>> start READING PASSAGE

Whatsoever thy hand findeth to do, do it with thy might, for
there is not work, nor device, nor knowledge, nor wisdom, in the
grave, whither thou goest."
That is the way in which the majority of people of our circle
make life possible for themselves. Their circumstances furnish
them with more of welfare than of hardship, and their moral
dullness makes it possible for them to forget that the advantage
of their position is accidental, and that not everyone can have a
thousand wives and palaces like Solomon, that for everyone who
has a thousand wives there are a thousand without a wife, and
that for each palace there are a thousand people who have to
build it in the sweat of their brows; and that the accident that
has today made me a Solomon may tomorrow make me a Solomon's
slave. The dullness of these people's imagination enables them to
forget the things that gave Buddha no peace — the inevitability
of sickness, old age, and death, which today or tomorrow will
destroy all these pleasures.
So think and feel the majority of people of our day and our
manner of life. The fact that some of these people declare the
dullness of their thoughts and imaginations to be a philosophy,
which they call Positive, does not remove them, in my opinion,
from the ranks of those who, to avoid seeing the question, lick
the honey. I could not imitate these people; not having their
dullness of imagination I could not artificially produce it in
myself. I could not tear my eyes from the mice and the dragon, as
no vital man can after he has once seen them.
The third escape is that of strength and energy. It consists
in destroying life, when one has understood that it is an evil
and an absurdity. A few exceptionally strong and consistent
people act so. Having understood the stupidity of the joke that
has been played on them, and having understood that it is better
to be dead than to be alive, and that it is best of all not to
exist, they act accordingly and promptly end this stupid joke,
since there are means: a rope round one's neck, water, a knife to
stick into one's heart, or the trains on the railways; and the
number of those of our circle who act in this way becomes greater
and greater, and for the most part they act so at the best time
of their life, when the strength of their mind is in full bloom
and few habits degrading to the mind have as yet been acquired.
I saw that this was the worthiest way of escape and I wished
to adopt it.
The fourth way out is that of weakness. It consists in seeing
the truth of the situation and yet clinging to life, knowing in
advance that nothing can come of it. People of this kind know
that death is better than life, but not having the strength to
act rationally — to end the deception quickly and kill
themselves — they seem to wait for something. This is the escape
of weakness, for if I know what is best and it is within my
power, why not yield to what is best? ... I found myself in that
category.

>> end READING PASSAGE
>> start EXTRACTED MATERIAL

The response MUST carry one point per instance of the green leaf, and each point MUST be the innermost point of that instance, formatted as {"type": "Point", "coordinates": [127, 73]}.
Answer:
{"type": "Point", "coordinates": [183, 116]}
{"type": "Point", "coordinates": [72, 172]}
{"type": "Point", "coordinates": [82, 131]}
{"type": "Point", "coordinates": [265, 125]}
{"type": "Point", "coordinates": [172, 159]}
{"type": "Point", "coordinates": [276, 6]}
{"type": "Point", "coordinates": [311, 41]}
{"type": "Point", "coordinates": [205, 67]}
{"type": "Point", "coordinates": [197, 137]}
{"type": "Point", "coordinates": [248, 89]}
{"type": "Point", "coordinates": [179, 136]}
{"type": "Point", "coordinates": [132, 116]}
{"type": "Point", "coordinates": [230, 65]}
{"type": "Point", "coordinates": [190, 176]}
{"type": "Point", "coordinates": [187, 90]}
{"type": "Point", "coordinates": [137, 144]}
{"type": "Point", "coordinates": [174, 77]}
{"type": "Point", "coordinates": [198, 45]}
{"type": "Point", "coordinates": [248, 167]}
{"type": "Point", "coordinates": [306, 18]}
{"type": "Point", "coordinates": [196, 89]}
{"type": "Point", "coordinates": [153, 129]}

>> end EXTRACTED MATERIAL

GOAL: Write out the stretch of the passage on ways of escaping life from "That is the" through "all these pleasures.", word for word.

IN RESPONSE:
That is the way in which the majority of people of our circle
make life possible for themselves. Their circumstances furnish
them with more of welfare than of hardship, and their moral
dullness makes it possible for them to forget that the advantage
of their position is accidental, and that not everyone can have a
thousand wives and palaces like Solomon, that for everyone who
has a thousand wives there are a thousand without a wife, and
that for each palace there are a thousand people who have to
build it in the sweat of their brows; and that the accident that
has today made me a Solomon may tomorrow make me a Solomon's
slave. The dullness of these people's imagination enables them to
forget the things that gave Buddha no peace — the inevitability
of sickness, old age, and death, which today or tomorrow will
destroy all these pleasures.